Aim of the task ::
For each line in the data that includes "pile", make a copy.

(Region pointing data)
- - -

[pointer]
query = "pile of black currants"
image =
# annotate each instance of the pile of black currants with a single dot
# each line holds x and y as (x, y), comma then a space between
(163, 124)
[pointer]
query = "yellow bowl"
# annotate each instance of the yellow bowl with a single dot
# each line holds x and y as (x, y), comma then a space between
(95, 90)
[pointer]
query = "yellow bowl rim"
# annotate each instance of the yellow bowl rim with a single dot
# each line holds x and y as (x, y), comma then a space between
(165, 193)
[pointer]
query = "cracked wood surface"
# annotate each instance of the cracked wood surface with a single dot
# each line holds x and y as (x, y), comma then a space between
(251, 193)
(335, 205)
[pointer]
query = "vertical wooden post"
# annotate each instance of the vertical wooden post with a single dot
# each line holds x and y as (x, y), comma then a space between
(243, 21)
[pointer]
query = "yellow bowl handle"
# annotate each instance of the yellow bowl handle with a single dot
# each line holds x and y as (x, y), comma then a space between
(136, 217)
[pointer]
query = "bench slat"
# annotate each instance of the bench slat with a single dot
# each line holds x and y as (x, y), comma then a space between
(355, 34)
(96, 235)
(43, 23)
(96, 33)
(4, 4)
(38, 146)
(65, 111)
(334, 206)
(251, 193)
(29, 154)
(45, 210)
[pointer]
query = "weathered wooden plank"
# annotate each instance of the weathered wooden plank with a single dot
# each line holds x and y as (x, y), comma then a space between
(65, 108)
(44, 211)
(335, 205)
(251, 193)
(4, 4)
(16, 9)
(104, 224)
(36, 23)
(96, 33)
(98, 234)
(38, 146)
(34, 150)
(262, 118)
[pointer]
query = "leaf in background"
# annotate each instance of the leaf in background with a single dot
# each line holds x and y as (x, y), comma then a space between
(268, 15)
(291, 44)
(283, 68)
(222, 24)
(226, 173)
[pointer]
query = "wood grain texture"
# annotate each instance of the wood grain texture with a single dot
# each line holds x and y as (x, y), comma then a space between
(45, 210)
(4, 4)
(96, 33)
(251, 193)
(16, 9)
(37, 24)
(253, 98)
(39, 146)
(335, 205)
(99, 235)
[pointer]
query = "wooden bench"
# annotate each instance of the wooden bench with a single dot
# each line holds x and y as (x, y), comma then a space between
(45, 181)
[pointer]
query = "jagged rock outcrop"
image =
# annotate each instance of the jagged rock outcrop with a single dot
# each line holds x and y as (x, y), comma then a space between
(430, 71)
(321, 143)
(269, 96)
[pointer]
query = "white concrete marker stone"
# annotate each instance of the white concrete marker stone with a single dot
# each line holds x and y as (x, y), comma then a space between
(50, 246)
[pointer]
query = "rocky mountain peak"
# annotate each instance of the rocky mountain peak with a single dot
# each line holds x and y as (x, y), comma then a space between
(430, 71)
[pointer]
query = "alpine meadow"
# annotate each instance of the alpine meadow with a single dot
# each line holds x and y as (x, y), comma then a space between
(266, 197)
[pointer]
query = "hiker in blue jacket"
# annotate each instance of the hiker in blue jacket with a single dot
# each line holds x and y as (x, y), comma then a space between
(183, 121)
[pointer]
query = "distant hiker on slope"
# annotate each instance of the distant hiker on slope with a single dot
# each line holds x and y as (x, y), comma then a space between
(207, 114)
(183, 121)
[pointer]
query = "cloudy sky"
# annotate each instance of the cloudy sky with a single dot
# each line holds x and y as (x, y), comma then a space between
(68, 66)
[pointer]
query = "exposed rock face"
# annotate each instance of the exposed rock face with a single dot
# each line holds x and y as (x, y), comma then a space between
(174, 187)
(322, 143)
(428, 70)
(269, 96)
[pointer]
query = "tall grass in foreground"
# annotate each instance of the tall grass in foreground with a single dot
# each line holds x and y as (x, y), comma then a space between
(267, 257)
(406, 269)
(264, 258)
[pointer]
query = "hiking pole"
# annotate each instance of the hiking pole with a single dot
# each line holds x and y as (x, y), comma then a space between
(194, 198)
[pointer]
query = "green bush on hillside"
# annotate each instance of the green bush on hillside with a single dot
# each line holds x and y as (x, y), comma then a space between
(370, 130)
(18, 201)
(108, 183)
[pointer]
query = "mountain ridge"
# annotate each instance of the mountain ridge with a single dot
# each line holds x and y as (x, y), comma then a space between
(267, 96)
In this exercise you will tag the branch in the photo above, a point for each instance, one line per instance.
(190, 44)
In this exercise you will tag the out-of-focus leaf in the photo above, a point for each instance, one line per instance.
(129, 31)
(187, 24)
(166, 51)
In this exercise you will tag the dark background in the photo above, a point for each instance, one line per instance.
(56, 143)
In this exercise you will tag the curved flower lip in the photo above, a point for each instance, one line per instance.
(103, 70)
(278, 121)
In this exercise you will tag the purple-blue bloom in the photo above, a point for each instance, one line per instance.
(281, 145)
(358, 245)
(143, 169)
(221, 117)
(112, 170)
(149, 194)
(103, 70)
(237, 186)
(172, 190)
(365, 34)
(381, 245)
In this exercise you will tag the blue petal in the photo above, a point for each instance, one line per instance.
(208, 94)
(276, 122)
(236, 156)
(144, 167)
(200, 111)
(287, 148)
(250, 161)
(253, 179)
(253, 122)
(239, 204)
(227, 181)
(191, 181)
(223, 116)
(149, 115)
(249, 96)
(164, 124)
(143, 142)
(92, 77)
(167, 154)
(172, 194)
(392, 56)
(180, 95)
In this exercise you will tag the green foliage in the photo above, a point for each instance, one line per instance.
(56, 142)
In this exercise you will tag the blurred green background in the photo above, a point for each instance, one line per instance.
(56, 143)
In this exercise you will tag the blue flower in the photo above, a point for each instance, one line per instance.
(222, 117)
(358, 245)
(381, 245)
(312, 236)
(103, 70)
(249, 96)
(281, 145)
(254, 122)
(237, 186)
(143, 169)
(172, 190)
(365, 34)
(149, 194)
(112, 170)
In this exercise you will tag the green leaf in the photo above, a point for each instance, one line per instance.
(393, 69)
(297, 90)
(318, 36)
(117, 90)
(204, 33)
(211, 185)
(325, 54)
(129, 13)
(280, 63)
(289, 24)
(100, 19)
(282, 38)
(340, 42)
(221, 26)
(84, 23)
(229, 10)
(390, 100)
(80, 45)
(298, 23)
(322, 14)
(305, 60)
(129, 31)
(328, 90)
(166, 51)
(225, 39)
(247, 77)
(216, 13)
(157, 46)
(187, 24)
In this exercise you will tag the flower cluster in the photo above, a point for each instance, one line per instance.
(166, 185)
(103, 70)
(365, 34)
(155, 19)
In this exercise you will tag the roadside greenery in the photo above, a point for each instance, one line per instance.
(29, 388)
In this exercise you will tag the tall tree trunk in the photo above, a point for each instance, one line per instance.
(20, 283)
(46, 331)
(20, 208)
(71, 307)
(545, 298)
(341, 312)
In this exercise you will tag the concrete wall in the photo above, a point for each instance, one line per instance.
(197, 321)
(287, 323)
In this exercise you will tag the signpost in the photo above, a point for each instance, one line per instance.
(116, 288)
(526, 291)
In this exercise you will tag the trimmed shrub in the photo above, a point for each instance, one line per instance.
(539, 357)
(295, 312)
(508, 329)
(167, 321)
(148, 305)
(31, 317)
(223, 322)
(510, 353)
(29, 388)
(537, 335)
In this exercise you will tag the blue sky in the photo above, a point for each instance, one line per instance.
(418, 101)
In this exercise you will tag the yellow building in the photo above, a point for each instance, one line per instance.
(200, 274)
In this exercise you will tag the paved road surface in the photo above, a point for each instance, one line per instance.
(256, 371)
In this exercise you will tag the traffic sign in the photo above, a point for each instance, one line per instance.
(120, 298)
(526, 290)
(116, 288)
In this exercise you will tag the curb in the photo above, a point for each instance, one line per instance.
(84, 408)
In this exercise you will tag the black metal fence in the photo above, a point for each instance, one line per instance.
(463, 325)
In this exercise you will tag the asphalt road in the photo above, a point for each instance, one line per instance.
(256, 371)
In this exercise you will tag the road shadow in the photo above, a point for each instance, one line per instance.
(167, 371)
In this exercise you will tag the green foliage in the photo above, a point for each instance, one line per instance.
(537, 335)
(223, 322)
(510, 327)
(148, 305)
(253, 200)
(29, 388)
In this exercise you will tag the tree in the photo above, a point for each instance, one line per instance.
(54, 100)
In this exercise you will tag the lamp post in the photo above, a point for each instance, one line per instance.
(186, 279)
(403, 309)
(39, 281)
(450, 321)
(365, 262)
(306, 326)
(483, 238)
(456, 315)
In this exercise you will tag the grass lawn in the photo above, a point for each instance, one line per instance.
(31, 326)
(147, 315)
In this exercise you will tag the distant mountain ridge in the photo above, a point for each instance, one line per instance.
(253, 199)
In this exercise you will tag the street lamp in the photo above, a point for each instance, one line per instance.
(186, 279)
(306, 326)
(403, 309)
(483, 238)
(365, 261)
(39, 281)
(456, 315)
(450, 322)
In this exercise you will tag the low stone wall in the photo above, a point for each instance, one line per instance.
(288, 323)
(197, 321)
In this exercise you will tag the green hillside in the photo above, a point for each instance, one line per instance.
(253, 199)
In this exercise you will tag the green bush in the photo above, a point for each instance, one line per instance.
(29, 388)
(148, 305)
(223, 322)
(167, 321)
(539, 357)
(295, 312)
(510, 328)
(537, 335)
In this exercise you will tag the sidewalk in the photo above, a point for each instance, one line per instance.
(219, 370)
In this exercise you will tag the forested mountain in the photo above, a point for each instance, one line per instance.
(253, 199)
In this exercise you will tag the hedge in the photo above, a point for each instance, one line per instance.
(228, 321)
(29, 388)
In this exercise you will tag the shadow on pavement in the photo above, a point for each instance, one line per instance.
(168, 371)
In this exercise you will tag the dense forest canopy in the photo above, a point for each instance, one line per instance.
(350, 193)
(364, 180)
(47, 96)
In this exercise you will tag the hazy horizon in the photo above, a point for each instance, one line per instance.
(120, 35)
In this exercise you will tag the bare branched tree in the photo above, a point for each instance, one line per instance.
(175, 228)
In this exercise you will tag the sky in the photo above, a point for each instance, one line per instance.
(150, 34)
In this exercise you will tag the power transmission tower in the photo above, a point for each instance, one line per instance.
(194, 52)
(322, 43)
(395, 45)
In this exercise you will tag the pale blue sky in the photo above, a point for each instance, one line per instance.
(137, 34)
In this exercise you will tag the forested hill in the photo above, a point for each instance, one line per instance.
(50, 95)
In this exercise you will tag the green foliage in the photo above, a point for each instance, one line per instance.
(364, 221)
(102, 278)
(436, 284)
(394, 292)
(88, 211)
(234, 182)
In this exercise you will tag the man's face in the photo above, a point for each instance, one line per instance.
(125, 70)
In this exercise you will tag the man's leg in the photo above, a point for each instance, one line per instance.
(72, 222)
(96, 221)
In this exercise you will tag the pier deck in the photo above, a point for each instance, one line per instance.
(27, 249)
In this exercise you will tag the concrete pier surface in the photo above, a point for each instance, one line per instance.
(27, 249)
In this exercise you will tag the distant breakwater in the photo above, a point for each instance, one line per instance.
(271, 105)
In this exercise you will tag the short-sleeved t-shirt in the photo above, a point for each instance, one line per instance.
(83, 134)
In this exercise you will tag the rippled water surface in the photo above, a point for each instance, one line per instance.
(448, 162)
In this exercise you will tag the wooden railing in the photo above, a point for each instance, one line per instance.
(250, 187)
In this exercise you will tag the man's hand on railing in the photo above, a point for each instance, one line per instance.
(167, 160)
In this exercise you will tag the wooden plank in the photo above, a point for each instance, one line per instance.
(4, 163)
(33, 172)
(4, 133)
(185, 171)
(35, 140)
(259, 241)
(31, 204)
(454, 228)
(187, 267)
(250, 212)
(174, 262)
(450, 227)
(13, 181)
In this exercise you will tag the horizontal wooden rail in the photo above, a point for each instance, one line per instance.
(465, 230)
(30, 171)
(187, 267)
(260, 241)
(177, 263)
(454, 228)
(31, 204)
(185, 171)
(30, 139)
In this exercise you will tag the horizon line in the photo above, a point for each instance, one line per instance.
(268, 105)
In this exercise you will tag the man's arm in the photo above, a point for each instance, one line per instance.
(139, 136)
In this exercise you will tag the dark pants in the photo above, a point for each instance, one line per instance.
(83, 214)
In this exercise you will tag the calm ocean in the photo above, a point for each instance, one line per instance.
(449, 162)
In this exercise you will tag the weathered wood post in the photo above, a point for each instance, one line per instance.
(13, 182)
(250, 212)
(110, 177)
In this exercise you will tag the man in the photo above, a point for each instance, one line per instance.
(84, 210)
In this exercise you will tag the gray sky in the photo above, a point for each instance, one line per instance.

- - -

Solution for this exercise ::
query = "pile of black currants"
# annotate each instance of the pile of black currants with a single dot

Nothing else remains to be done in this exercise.